Aufgaben →
1. Nenne alle Personen, die im Text über den Song Contest namentlich erwähnt werden.
2. Gib den Abschnitt aus dem Text über den Song Contest wieder, der mit den Worten „Galgenvögel und Clown“ beginnt und mit „naturgemäß selbst fraß.“ endet, und ersetze darin „Clown“ durch „Spaßmacher“.
3. Wie oft schickte der ORF laut dem Text über den Song Contest Udo Jürgens in Serie zum Wettbewerb?

Textauszug →
Conchita Wurst im Finale: "The Wiener takes it all?"
Es muss vermutlich Anfang der 80er-Jahre des letzten Jahrtausends gewesen sein, dass erstmalig die Sinnhaftigkeit des Eurovision Song Contests infrage gestellt worden ist. Bis dahin war der Bewerb spannend, die Lieder, selbst jene, die nicht gewannen, ein Ereignis, nicht selten Welthits ("Volare", Dominico Modugno, 1958, Platz 3). Die nationalen Sendeanstalten bestimmten ganz einfach, wer zum Song Contest fuhr. Der ORF schickte drei Mal in Serie Udo Jürgens, bis es klappte – etwas, was der BBC mit Cliff Richard nicht glückte. Was jetzt bejammert wird: Dass Conchita Wurst vom ORF selbstherrlich über die Köpfe rechtloser Gebührenzahler (Melkkühe der Nation) hinweg auserkoren wurde, um ihr Land zu repräsentieren, ist nur die Fortsetzung dieser alten Tradition. Warum das Volk entscheiden lassen? Das Volk irrt fast immer. Es gibt keine Schwarmintelligenz in Geschmacksfragen.
In den 80ern verkam der Contest zusehends. Das lag daran, dass man Songs für den Wettbewerb "baute". Songs, die nur dort funktionierten, nicht aber in der wirklichen Welt. Das führte dazu, Trends argwöhnisch zu beäugen: Was könnte wie funktionieren? Songs wurden wie unter Laborbedingungen in der Petrischale konstruiert, man suchte die Formel, und begann, das Volk zu befragen, Marktforschung war das Zauberwort.
Galgenvögel und Clown
Das führte auch mitunter zur paradoxen Situation, dass sich die Wähler für Künstler entschieden, die den Song Contest, dieses große Erbe, schlankweg ablehnten, ja nachgerade hassten, etwa sinistre Galgenvögel wie Stermann & Grissemann, die beim Volksentscheid knapp einer Nullnummer namens Eric Papilaya unterlagen. Und als Krönung erkor man zu allem Überfluss auch noch einen dem Geist des Villacher Faschings verpflichteten Clown namens Alf Poier, ein Konzept, das sich am Ende naturgemäß selbst fraß.

Vorliegende Auflistung →
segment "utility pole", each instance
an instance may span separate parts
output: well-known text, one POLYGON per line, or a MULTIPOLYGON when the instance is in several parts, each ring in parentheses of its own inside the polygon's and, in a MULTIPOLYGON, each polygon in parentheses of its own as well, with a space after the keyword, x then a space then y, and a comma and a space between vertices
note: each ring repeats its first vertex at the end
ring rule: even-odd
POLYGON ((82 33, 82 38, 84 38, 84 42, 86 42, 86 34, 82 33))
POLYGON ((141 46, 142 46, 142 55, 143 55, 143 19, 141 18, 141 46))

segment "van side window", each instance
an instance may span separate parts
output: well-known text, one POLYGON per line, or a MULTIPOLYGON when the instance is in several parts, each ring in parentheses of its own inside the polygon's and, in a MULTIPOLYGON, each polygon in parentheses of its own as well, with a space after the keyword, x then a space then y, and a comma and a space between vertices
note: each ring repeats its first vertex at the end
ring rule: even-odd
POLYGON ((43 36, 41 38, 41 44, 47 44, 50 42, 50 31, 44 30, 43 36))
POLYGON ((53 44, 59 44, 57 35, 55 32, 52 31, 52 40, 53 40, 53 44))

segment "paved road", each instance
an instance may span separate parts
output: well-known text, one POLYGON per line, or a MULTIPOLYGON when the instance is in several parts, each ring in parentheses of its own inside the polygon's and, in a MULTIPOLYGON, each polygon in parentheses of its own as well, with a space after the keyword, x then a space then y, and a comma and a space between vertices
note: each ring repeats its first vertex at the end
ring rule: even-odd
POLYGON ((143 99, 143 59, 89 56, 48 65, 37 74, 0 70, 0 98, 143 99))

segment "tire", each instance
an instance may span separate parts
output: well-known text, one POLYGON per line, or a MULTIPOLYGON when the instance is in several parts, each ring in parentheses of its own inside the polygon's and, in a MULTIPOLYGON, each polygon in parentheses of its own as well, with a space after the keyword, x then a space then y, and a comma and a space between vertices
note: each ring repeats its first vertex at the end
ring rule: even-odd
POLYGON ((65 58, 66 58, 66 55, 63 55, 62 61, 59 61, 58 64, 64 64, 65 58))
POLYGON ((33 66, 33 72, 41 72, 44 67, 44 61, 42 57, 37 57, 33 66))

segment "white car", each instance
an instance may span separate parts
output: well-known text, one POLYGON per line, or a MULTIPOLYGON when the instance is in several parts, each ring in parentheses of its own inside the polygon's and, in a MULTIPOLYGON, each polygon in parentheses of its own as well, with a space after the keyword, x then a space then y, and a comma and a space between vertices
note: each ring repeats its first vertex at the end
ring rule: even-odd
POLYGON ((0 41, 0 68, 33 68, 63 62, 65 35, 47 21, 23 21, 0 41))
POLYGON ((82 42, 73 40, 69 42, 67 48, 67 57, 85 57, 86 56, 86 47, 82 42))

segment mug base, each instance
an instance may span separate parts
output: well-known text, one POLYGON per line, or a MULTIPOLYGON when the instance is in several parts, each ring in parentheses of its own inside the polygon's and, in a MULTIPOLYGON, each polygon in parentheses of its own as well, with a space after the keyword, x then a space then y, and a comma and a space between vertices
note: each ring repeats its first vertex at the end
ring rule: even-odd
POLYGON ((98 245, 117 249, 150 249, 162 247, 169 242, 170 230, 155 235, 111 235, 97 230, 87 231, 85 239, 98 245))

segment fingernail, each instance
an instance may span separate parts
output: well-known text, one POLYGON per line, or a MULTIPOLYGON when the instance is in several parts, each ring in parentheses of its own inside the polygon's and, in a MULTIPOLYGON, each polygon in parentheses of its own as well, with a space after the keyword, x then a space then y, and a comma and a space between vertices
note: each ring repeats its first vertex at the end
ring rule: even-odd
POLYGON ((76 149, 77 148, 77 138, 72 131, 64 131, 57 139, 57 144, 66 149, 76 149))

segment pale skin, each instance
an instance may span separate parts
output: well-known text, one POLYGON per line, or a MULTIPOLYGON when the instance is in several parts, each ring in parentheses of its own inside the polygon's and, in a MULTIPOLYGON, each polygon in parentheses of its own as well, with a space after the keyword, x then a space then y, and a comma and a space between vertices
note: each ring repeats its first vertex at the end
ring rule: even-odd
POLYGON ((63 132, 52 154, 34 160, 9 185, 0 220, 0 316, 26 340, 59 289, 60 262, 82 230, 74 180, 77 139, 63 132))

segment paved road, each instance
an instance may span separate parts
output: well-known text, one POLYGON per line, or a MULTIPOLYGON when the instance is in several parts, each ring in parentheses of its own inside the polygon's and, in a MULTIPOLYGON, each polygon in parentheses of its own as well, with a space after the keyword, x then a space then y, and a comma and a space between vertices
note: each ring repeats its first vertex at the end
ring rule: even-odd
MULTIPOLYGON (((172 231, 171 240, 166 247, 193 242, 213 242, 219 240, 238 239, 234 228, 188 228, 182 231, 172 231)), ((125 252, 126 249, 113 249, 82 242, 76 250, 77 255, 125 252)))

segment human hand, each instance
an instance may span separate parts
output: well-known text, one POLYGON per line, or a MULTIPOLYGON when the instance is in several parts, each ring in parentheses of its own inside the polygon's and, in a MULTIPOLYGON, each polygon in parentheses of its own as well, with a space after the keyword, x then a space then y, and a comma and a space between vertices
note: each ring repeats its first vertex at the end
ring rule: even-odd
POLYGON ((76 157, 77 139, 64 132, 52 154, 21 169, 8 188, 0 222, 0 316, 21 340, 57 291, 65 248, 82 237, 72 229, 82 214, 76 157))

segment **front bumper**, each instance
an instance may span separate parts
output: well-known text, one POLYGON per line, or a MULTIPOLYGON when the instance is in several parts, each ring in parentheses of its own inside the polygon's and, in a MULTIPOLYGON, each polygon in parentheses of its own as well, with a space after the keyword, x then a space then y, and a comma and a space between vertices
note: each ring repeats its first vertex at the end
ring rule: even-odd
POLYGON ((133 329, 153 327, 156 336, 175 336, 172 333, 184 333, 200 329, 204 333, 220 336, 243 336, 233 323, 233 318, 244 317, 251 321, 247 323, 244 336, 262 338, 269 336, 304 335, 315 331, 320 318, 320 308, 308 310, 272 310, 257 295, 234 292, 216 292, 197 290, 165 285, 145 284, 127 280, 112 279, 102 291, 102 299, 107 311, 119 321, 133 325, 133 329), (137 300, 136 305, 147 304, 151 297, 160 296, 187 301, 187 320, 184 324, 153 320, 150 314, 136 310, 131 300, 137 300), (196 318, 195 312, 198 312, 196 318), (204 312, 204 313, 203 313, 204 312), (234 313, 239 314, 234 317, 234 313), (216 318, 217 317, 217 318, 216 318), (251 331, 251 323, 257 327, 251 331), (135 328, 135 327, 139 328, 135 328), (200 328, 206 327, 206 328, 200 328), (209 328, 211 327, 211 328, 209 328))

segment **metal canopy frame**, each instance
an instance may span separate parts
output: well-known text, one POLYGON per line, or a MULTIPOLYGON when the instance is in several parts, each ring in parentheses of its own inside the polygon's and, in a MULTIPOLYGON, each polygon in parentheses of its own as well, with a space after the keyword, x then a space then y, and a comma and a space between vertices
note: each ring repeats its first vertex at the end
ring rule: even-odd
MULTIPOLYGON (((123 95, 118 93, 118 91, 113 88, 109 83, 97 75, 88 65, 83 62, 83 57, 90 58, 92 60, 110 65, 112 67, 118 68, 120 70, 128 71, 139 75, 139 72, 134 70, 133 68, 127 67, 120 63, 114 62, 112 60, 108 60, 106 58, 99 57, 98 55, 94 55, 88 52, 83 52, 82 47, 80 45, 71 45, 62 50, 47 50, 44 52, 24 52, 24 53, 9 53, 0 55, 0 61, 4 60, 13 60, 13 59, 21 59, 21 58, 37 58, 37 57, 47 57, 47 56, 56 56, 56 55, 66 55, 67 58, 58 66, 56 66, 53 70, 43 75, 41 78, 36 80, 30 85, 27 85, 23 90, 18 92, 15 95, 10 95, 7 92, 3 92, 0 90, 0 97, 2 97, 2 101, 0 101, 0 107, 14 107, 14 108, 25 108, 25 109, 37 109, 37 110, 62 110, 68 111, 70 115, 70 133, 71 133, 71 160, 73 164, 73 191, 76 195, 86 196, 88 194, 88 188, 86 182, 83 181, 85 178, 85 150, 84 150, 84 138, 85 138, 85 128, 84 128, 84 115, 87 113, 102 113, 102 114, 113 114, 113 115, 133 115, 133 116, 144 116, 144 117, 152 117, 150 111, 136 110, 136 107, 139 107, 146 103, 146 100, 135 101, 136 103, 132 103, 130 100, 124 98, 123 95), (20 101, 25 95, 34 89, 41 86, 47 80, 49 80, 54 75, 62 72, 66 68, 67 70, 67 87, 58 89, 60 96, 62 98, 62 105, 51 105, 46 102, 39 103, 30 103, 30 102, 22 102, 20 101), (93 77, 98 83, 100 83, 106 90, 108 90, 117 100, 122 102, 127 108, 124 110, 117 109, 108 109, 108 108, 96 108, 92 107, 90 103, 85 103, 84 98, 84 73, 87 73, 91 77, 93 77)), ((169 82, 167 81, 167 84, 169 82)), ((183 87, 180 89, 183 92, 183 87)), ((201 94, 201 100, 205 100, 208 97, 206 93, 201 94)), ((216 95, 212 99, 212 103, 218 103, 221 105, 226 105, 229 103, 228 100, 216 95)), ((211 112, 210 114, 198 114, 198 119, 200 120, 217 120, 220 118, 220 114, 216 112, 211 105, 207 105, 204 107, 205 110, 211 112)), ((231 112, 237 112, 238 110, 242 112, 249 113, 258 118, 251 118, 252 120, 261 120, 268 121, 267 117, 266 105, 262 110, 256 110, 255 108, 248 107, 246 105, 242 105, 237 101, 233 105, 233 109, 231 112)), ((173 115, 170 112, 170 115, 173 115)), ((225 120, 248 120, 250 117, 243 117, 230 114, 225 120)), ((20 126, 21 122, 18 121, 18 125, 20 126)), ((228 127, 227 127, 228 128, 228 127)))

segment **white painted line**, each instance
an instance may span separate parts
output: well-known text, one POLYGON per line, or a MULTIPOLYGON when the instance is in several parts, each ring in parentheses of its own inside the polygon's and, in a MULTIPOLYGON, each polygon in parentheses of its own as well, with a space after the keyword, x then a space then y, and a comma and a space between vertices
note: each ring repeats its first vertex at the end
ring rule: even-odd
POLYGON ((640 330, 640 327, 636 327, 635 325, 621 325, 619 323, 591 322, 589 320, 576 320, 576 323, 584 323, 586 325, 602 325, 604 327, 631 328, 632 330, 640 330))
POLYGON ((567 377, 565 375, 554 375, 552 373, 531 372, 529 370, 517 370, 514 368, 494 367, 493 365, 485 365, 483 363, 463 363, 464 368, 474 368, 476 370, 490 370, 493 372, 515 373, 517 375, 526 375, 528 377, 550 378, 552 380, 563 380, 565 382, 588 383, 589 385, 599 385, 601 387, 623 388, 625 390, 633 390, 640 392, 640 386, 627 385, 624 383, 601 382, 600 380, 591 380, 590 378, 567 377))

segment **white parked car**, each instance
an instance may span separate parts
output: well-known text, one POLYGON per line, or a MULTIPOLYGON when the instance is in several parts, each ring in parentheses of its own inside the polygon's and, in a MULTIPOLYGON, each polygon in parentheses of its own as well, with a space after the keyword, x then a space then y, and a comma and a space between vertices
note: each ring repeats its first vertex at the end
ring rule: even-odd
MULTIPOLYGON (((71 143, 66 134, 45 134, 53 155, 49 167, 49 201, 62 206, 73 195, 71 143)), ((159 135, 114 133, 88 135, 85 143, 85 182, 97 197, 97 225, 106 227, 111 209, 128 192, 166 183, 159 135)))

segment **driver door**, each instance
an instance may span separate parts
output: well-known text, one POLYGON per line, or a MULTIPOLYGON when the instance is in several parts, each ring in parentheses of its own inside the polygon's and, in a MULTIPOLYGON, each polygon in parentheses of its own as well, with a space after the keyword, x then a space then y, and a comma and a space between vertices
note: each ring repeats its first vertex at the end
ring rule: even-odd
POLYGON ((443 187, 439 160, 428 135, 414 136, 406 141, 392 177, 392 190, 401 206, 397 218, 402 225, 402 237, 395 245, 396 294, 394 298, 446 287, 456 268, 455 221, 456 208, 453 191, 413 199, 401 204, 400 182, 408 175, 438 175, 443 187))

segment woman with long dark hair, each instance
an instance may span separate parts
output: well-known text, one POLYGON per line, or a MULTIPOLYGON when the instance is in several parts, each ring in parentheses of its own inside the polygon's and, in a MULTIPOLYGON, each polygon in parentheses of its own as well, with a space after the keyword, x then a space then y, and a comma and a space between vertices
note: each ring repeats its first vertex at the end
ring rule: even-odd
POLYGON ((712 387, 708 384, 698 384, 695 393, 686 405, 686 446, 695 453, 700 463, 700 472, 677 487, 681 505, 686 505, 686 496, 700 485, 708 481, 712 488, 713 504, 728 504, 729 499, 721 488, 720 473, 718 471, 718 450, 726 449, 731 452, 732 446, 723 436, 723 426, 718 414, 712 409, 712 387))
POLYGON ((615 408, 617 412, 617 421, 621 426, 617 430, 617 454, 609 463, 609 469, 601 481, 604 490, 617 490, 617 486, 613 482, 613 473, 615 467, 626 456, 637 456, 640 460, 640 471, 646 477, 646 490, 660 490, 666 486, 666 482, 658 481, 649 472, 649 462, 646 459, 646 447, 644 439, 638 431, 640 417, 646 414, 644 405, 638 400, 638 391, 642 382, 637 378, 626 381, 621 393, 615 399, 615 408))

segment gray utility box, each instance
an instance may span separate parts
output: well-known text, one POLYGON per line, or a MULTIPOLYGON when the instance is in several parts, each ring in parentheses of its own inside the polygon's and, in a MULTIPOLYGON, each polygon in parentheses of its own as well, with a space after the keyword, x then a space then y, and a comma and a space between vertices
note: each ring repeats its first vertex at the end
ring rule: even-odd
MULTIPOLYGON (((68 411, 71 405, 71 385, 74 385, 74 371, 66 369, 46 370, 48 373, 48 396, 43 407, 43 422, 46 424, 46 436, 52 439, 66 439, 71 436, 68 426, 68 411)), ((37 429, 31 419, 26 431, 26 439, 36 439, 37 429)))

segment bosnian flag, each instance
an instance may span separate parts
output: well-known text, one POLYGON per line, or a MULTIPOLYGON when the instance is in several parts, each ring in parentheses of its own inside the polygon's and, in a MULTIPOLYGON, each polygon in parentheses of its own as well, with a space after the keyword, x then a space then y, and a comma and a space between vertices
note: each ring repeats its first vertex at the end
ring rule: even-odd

Lösungen →
1. Conchita Wurst, Dominico Modugno, Udo Jürgens, Cliff Richard, Stermann, Grissemann, Eric Papilaya, Alf Poier

2.
Galgenvögel und Spaßmacher
Das führte auch mitunter zur paradoxen Situation, dass sich die Wähler für Künstler entschieden, die den Song Contest, dieses große Erbe, schlankweg ablehnten, ja nachgerade hassten, etwa sinistre Galgenvögel wie Stermann & Grissemann, die beim Volksentscheid knapp einer Nullnummer namens Eric Papilaya unterlagen. Und als Krönung erkor man zu allem Überfluss auch noch einen dem Geist des Villacher Faschings verpflichteten Spaßmacher namens Alf Poier, ein Konzept, das sich am Ende naturgemäß selbst fraß.

3. Drei Mal, bis es klappte.